— Problem requirements —
Work through the data line by line, gathering every line that has the word "inside".

— Supplied entries —
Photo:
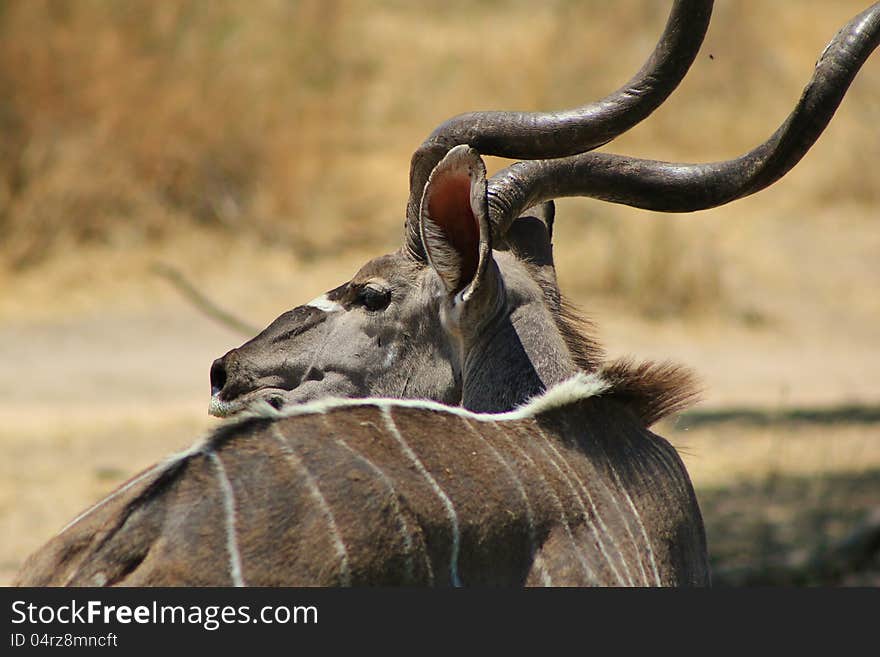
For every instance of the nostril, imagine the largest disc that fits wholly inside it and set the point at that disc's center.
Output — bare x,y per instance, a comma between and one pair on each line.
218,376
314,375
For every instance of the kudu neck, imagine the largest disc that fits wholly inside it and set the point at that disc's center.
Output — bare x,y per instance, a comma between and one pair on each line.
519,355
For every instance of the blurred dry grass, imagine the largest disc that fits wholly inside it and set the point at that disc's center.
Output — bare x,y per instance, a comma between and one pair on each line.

— Solution —
For every instance of the nostril, imagine the largest disc that fits wholly inside it and set the point at that disc's center.
For every instance of the kudu neck, imagine the largest disc that fits wholly inside it and set the point at that disc's center.
For every instance of the blurred dry grass, imagine the largest disc that fits wholly inside it and set the point at that disc's center.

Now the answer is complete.